** EXERCISE REQUIREMENTS **
Across the entries below, how many lines contain the string "place"? Give only the count.

** DATA SUPPLIED **
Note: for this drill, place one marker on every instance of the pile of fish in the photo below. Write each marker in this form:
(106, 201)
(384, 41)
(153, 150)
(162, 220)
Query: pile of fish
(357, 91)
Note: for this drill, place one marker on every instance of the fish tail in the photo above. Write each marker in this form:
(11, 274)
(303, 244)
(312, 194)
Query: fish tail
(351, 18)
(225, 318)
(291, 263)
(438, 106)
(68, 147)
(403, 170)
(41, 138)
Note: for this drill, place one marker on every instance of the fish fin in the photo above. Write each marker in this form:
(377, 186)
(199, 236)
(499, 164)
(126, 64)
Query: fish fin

* * *

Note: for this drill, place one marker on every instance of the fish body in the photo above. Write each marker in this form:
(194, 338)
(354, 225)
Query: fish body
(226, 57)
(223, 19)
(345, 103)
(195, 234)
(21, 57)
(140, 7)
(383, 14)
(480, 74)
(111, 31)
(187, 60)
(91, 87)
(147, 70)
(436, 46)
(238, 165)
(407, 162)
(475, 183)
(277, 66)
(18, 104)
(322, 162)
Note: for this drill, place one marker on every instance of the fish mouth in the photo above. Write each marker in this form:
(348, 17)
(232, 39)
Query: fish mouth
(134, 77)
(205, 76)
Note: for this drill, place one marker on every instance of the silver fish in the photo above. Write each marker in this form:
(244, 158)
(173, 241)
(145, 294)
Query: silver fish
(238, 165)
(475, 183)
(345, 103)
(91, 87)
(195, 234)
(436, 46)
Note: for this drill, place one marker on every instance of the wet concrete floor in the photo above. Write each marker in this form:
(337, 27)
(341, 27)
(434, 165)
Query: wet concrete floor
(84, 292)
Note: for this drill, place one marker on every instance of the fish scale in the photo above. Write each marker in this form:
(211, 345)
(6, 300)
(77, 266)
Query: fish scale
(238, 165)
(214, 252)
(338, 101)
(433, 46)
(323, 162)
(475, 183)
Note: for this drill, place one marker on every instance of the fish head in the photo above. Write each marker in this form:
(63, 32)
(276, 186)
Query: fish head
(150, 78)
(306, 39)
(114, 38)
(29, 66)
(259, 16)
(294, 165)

** SOLUTION TO THIS PROBLEM **
9